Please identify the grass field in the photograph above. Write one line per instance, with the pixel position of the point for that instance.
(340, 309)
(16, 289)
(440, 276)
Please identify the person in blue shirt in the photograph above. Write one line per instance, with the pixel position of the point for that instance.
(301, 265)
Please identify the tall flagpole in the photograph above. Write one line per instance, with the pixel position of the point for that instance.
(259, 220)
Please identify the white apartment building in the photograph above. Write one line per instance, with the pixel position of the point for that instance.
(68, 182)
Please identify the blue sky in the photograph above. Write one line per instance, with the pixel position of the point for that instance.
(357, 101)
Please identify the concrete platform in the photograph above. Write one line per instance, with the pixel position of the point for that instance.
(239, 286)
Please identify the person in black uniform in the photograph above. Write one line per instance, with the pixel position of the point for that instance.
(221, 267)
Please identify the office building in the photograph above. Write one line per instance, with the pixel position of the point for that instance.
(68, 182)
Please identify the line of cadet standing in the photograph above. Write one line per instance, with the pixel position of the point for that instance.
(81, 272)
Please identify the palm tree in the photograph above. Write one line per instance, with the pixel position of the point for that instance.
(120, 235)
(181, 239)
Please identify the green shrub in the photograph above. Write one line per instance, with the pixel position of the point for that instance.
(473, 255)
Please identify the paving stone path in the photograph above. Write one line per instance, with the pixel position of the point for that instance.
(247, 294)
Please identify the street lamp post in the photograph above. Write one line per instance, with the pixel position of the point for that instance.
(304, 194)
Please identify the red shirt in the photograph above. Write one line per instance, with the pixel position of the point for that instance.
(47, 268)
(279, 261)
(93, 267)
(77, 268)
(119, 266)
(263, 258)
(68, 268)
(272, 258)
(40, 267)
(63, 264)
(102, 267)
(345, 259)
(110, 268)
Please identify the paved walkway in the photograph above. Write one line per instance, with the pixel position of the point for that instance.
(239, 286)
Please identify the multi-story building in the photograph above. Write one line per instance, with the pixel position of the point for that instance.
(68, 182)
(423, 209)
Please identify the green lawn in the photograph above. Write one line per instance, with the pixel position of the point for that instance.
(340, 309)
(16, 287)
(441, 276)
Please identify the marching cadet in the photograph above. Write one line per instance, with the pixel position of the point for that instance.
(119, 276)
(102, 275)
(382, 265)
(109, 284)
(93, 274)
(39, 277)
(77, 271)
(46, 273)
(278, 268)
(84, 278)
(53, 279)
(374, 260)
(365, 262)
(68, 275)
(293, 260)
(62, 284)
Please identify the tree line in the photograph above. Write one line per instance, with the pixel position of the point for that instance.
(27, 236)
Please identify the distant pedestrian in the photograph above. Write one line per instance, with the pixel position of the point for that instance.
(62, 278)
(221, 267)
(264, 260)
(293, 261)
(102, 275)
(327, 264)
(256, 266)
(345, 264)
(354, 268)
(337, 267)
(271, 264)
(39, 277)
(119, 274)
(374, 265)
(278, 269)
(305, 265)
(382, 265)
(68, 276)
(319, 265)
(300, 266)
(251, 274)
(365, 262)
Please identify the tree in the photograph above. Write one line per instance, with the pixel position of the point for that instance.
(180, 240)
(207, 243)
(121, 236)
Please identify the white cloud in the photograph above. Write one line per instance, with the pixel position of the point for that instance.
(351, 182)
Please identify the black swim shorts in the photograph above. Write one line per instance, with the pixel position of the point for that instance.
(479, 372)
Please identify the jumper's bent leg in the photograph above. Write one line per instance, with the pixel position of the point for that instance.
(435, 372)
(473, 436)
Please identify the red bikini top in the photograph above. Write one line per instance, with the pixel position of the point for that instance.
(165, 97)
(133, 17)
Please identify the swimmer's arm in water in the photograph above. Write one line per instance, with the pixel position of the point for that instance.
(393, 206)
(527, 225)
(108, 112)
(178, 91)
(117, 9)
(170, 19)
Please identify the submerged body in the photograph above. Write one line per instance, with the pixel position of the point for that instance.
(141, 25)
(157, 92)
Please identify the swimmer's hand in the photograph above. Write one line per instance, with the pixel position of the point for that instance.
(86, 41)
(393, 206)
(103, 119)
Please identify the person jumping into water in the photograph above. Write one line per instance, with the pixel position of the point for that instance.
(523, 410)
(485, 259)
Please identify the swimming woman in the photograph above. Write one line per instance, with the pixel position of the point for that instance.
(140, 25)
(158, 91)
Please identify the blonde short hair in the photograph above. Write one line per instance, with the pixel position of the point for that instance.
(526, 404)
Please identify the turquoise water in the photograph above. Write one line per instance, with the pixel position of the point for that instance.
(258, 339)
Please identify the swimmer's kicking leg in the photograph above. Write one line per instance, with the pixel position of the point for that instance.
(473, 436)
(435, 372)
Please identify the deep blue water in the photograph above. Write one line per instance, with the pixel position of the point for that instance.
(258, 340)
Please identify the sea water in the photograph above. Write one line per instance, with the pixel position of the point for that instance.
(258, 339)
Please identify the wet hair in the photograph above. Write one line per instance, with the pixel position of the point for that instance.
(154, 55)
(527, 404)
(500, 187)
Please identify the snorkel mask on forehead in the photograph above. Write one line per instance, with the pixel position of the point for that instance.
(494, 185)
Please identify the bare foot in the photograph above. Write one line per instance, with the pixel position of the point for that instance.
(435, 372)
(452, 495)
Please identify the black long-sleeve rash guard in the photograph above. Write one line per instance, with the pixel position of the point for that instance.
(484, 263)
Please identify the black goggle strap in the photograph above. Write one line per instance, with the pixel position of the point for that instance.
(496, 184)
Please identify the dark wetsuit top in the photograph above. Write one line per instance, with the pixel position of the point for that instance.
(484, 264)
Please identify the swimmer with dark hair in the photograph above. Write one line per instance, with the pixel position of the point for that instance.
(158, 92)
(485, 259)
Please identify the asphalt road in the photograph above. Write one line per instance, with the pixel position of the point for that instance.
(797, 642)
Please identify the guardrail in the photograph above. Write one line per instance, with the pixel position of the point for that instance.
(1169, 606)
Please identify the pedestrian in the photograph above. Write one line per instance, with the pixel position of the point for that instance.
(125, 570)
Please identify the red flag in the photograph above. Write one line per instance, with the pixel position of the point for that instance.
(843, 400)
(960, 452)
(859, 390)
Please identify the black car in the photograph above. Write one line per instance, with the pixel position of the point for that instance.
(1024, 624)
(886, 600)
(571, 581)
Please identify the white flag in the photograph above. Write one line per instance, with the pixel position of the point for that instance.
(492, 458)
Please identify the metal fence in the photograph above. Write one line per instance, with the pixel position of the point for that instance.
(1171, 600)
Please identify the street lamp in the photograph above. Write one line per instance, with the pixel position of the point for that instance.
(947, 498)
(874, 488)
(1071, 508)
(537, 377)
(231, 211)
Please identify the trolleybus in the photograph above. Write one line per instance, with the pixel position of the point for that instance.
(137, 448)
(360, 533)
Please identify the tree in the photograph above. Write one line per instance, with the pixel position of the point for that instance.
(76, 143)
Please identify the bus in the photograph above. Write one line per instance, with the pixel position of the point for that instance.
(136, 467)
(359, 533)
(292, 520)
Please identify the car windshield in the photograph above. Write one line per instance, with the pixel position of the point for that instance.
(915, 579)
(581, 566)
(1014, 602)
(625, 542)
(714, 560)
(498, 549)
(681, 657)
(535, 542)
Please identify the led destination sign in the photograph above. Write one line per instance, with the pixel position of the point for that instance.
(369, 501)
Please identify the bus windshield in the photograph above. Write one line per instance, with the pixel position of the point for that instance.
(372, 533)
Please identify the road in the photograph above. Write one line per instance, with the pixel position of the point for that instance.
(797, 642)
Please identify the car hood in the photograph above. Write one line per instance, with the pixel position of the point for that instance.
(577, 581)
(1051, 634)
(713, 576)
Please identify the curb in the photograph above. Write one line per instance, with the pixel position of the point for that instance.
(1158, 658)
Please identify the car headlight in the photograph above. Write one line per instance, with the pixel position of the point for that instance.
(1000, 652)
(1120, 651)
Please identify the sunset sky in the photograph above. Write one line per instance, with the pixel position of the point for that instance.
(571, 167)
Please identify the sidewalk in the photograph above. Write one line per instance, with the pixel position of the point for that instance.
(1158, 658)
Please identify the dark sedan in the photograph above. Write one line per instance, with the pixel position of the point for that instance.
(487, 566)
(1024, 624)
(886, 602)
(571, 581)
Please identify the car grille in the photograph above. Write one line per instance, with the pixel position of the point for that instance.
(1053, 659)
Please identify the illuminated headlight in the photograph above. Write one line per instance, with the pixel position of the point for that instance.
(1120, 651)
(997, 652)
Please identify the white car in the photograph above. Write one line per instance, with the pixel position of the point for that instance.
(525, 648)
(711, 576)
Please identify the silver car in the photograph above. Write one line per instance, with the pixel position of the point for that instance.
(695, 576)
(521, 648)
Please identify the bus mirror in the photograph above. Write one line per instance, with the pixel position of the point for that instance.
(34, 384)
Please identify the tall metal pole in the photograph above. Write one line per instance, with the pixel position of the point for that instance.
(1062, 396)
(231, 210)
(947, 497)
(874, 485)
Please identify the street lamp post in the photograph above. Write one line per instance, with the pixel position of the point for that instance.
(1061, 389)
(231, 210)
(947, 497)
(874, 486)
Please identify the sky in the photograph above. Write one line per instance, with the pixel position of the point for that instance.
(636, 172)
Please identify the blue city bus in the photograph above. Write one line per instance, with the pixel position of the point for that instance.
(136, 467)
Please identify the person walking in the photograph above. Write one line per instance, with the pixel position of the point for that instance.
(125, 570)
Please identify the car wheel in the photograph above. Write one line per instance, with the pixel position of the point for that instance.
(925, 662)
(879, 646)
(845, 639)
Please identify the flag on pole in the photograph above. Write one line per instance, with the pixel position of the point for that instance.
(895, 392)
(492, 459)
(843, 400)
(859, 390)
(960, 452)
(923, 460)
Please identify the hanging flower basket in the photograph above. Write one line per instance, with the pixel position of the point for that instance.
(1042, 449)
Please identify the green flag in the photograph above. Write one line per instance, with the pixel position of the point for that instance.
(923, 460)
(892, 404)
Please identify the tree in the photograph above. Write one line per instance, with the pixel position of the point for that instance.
——
Task requirements:
Give back exactly the lines beginning at the one with "Please identify the blue city" and ending at the final line of the material; both boundary lines belong in it.

Exercise solution:
Please identify the blue city bus in the photograph above. Write one line per instance, with the pixel position of the point for that instance.
(136, 467)
Please identify the person walking in the photograph above. Write one line per instance, with the pixel position of the point for that instance.
(125, 570)
Please identify the car wheel in the photograph above. Write one line per instance, with the pixel position of the point for that instance.
(925, 662)
(879, 646)
(845, 639)
Please identify the flag on pole in the photograph above. Write one line per instance, with the pixel position of the point for that instance.
(895, 392)
(492, 459)
(843, 400)
(859, 390)
(960, 452)
(923, 460)
Please identify the hanging flower basket in the photograph above. Write one line per instance, with the pixel position of the point for that instance.
(1042, 449)
Please identify the green flag in the photograph above. Write one line per instance, with the pixel position of the point for that instance.
(923, 460)
(892, 404)
Please identify the tree in the photograph above. Write one line per instance, with the pixel position of the point for that instance.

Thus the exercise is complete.